■ Data supplied:

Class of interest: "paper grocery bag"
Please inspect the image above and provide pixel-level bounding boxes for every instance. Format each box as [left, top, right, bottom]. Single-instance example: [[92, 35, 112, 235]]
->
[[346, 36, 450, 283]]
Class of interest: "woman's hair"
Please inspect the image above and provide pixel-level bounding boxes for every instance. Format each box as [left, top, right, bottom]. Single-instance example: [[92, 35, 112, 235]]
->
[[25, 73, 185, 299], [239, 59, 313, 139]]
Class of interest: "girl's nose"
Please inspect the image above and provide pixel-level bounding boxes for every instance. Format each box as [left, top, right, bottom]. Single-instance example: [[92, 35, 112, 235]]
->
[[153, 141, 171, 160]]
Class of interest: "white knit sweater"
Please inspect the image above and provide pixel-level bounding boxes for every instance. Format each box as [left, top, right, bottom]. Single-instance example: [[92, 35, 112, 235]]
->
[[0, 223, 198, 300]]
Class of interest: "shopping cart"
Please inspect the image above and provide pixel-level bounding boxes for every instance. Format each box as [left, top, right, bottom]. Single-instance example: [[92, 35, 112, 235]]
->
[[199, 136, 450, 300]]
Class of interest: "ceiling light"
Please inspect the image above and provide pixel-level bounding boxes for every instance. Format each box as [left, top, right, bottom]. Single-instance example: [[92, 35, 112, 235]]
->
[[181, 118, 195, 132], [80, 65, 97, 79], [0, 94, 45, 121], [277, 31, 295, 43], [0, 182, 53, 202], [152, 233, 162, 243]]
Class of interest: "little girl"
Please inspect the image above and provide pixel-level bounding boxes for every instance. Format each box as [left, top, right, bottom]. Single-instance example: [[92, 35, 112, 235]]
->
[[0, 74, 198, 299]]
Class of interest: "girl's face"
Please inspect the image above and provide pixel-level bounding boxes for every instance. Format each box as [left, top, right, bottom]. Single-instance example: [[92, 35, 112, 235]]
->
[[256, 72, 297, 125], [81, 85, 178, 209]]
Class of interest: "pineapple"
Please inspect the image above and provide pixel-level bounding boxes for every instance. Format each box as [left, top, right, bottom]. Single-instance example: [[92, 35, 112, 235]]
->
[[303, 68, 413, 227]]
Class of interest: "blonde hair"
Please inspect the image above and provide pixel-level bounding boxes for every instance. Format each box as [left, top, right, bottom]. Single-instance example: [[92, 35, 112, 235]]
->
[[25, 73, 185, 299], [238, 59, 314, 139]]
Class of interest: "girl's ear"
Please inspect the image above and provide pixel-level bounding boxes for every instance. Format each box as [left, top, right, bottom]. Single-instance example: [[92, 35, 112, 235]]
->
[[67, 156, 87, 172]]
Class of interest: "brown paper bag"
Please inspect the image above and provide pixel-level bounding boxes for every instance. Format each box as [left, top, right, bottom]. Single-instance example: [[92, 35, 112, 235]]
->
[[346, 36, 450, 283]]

■ Exercise requirements: Transcribe the rows above verbatim, preserving every line in full.

■ Worked answer:
Class of interest: "paper grocery bag"
Please inspect the image above and provide pixel-level bounding boxes for every instance. Format each box as [left, top, right, bottom]. Single-instance example: [[92, 35, 112, 235]]
->
[[346, 36, 450, 283]]
Class of interest: "woman's hair"
Please inspect the image above and provide pixel-level bounding boxes for every instance. Format each box as [left, top, right, bottom]. Single-instance example: [[92, 35, 112, 235]]
->
[[25, 73, 185, 299], [239, 59, 313, 139]]
Class of interest: "girl's nose"
Please inspect the image above and provide pixel-level bounding boxes for every instance. Format each box as [left, top, right, bottom]. Single-instance example: [[92, 35, 112, 235]]
->
[[153, 141, 171, 160]]
Class of interest: "white knit sweater"
Please inspect the image above and provide pixel-level bounding boxes for every instance. Format each box as [left, top, right, bottom]. Single-instance example: [[92, 35, 112, 235]]
->
[[0, 223, 198, 300]]
Class of interest: "shopping cart"
Please inspect the image above and provide pixel-level bounding boxes for every instance. Format each box as [left, top, right, bottom]. Single-instance example: [[92, 35, 112, 235]]
->
[[199, 136, 450, 300]]
Class of interest: "ceiling light"
Please inspect the image above and provide pixel-level bounding boxes for every instance. Format each box as [left, top, right, bottom]. Single-instance example: [[92, 35, 112, 235]]
->
[[181, 118, 195, 132], [80, 65, 97, 79], [0, 94, 45, 121], [277, 31, 295, 43], [0, 182, 53, 202], [152, 233, 162, 243]]
Class of interest: "little girl"
Please inspect the image above and provide pixel-level bounding boxes for every instance. Format each box as [left, top, right, bottom]. Single-instance example: [[92, 35, 112, 235]]
->
[[0, 74, 198, 299]]
Class of interest: "girl's face"
Please inspect the image above and provide pixel-level bounding boxes for every instance. Format each box as [left, top, right, bottom]. Single-instance example: [[92, 35, 112, 235]]
->
[[256, 72, 297, 125], [81, 85, 178, 209]]
Class of interest: "pineapple"
Please inspect the image above and provide pixel-level bounding boxes for every instance. Format each box as [left, top, right, bottom]. Single-instance example: [[92, 35, 112, 235]]
->
[[303, 68, 413, 227]]
Class of interest: "blonde hair"
Please inspect the image above and provide pixel-level bounding boxes for every instance. Format each box as [left, top, right, bottom]. Single-instance example: [[92, 35, 112, 235]]
->
[[25, 73, 185, 299], [238, 59, 314, 139]]
Class of interest: "girl's ear"
Please inspect the image above and provide pixel-level bounding boxes for every instance. Format each box as [left, top, right, bottom]. Single-instance example: [[92, 35, 112, 235]]
->
[[67, 156, 87, 172]]
Class of interest: "brown paper bag"
Please inspect the image above and provide pixel-level bounding boxes for every instance. Format each box as [left, top, right, bottom]. Single-instance example: [[92, 35, 112, 235]]
->
[[346, 36, 450, 283]]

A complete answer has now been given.